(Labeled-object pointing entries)
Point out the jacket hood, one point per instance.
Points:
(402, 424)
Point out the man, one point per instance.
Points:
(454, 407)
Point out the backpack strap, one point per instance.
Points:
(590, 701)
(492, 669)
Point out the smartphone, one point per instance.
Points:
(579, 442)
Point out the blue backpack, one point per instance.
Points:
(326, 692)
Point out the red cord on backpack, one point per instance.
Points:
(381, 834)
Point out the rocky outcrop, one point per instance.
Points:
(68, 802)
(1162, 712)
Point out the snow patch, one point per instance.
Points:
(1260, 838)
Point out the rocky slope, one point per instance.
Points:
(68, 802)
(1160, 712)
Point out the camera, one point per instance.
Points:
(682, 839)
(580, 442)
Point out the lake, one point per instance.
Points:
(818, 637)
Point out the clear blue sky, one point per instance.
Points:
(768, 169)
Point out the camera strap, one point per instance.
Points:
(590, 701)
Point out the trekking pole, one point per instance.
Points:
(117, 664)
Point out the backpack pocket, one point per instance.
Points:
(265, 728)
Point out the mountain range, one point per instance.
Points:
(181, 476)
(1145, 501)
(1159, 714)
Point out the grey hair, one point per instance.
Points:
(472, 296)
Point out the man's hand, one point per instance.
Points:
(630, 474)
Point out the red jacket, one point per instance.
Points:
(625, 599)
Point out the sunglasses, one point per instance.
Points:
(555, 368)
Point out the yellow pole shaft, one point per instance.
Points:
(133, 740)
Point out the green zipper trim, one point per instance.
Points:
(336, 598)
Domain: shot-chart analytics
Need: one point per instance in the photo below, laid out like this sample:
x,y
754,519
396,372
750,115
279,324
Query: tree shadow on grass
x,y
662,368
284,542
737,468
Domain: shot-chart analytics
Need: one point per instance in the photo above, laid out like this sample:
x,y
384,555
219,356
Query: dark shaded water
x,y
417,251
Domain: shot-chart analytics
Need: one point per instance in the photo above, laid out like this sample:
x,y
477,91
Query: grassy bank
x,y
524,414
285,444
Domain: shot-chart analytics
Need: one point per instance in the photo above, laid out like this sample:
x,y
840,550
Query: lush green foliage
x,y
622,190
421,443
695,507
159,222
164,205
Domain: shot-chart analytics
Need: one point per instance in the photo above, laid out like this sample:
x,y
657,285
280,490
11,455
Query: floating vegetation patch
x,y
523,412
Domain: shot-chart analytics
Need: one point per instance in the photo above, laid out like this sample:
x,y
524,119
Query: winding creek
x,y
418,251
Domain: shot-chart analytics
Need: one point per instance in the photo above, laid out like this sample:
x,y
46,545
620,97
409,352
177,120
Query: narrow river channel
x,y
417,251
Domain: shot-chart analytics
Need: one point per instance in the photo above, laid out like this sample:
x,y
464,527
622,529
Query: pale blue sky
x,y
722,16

- DESCRIPTION OF THE TASK -
Please output the entries above, every line exactly as it reads.

- ANSWER IN FULL -
Point out the jacket hood, one point per instance.
Points:
(402, 424)
Point out the man, one point per instance.
Points:
(454, 407)
Point out the backpack strap, one point per instance.
Points:
(590, 701)
(492, 669)
Point out the smartphone, one point per instance.
Points:
(579, 442)
Point out the blue backpack, one point per instance.
Points:
(326, 692)
Point out the red cord on backpack, one point per instance.
Points:
(381, 834)
Point out the rocky outcrop, one point per instance.
Points:
(68, 802)
(1162, 712)
Point out the snow patch, one point per instance.
Points:
(1260, 838)
Point out the rocky slope, one point per instance.
Points:
(68, 802)
(1160, 712)
Point out the camera, one point per instance.
Points:
(682, 839)
(580, 442)
Point out the lake, one point per instance.
Points:
(818, 637)
Point out the clear blue sky, one point per instance.
Points:
(768, 169)
Point out the camera strap, one point per instance.
Points:
(590, 701)
Point out the trekking pole, one point per instance.
Points:
(117, 664)
Point out the backpack pocket, one point per instance.
Points:
(265, 728)
Point out the mountain range, one point per instance.
Points:
(181, 476)
(1145, 501)
(1159, 714)
Point out the grey hair, one point per instance.
Points:
(472, 296)
Point out the man's hand, one point per instance.
Points:
(630, 474)
Point out the red jacket, one point per instance.
Points:
(625, 599)
Point out the sunglasses, one point per instance.
Points:
(555, 368)
Point out the yellow pole shaft, one point per instance.
Points:
(133, 740)
Point out the green zipper trim, one point per instance.
Points:
(336, 598)
Domain: shot-chart analytics
Need: one point per instance in the photo below, laid out like this sample:
x,y
754,519
396,372
750,115
279,324
Query: tree shadow on grass
x,y
662,368
284,542
737,468
Domain: shot-chart analytics
Need: one point per instance in the photo above, laid out like this sample:
x,y
384,555
219,356
Query: dark shaded water
x,y
417,251
Domain: shot-chart analytics
Need: one point per instance in the photo above, laid out like this sample:
x,y
477,91
Query: grassy bank
x,y
524,414
285,444
Domain: shot-chart analytics
Need: one point per instance in the photo above, laid out like this sample:
x,y
840,550
Query: lush green foliage
x,y
622,190
421,443
695,507
159,222
164,205
Domain: shot-chart analytics
Need: one point per instance in the photo above, laid out like this sample:
x,y
657,285
280,490
11,455
Query: floating vegetation patch
x,y
523,412
Domain: shot-chart analytics
Need: one point per instance in the photo above, laid out like this sample:
x,y
524,119
Query: winding creek
x,y
418,251
Domain: shot-chart analytics
Need: one point per instance in the photo above, laid out like this sample:
x,y
46,545
620,97
409,352
177,120
Query: narrow river channel
x,y
417,251
Domain: shot-chart analytics
Need: one point per instance in the photo above, laid out like this sample:
x,y
464,527
622,529
Query: pale blue sky
x,y
722,16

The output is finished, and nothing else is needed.